**Texto**
• • •

Conflito Negativo de Atribuição

Protocolado n.º 78.022/12

Autos n.º 432/10 - MM. Juízo da Vara do Júri da Comarca de Santo André

Suscitante: Promotoria de Justiça do Júri de Santo André

Suscitada: Promotoria de Justiça Criminal de Santo André

Assunto: divergência quanto ao enquadramento dos fatos com reflexo na atribuição funcional

 

 

EMENTA: CONFLITO NEGATIVO DE ATRIBUIÇÃO. CRIME DOLOSO CONTRA A VIDA. INEXISTÊNCIA. DISPARO DE ARMA DE FOGO (ART. 15 DA LEI N. 10.826/03) E LESÃO CORPORAL DOLOSA LEVE (ART. 129, CAPUT, DO CP). SUJEITOS ATIVO E PASSIVO QUE DISCUTIRAM EM CÔMODO DE POUCOS METROS QUADRADOS (HALL DE ELEVADOR DE EDIFÍCIO DE APARTAMENTOS RESIDENCIAIS). UM ÚNICO DISPARO DEFLAGRADO, SEGUIDO DE CORONHADA NA CABEÇA DO OFENDIDO. AUSÊNCIA DE ANIMUS NECANDI. ATRIBUIÇÃO DO PROMOTOR DE JUSTIÇA CRIMINAL.

1.    Conclui-se, pelos elementos de informação amealhados, que o agente limitou-se a desferir um único tiro, o qual não atingiu o sujeito passivo, muito embora se encontrassem enclausurados em ambiente com poucos metros quadrados (cf. laudo de fls. 09/13).

2.    Não se pode supor que, simplesmente por portar uma arma de fogo e deflagrar um disparo, tentou o autor matar outrem ou assumiu o risco de produzir algum resultado letal.

3.    Observe-se que, em seguida ao tiro, vibrou um golpe com a coronha do instrumento bélico na orelha do ofendido, o que demonstra, de maneira cristalina, a ausência de animus occidendi em seu proceder.

4.    Em face deste contexto, concluir que o indiciado intentara matar ou assumira o risco de causar a morte de outrem, significaria imputar-lhe elemento subjetivo de crime doloso contra a vida por mera presunção.

Conclusão: conhece-se do presente conflito para dirimi-lo, declarando que a atribuição para oficiar nos autos compete ao Ilustre Suscitado.

 

 

Cuida-se de inquérito policial instaurado visando à apuração da conduta de (...), perpetrada no dia 20 de janeiro de 2010, por volta de 23 horas e 30 minutos.

• • •

**Dados fornecidos**
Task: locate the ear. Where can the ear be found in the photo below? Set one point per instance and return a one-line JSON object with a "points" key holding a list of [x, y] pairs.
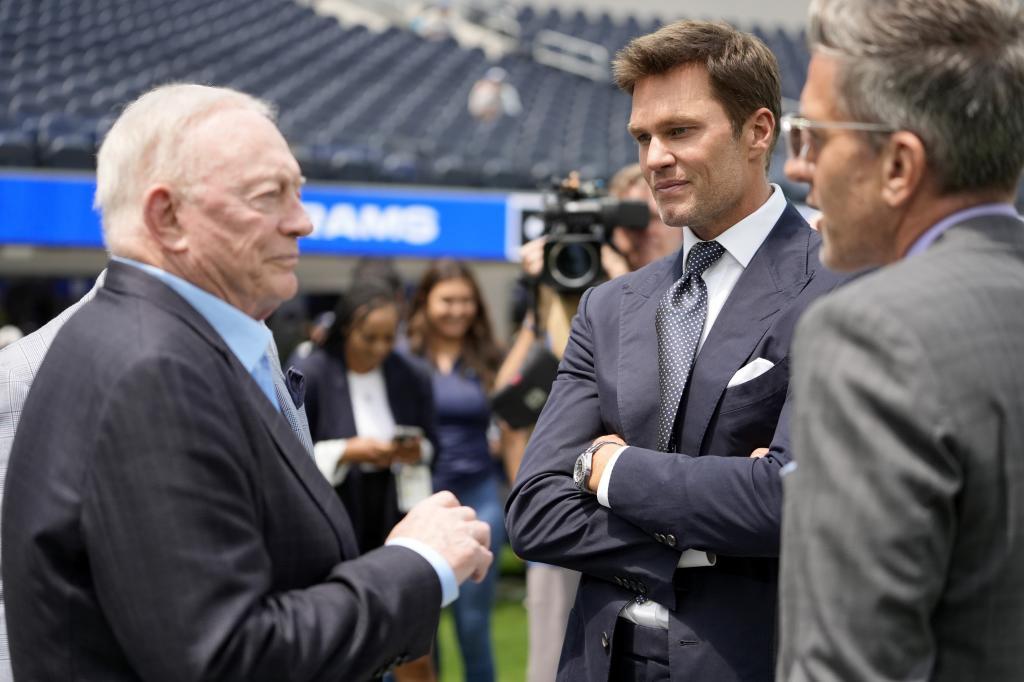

• • •

**Tarefa solicitada**
Segundo o texto, em que data e horário foi perpetrada a conduta apurada no inquérito policial? Os dados acima não guardam relação com o texto.

**Resposta à tarefa**
No dia 20 de janeiro de 2010, por volta de 23 horas e 30 minutos.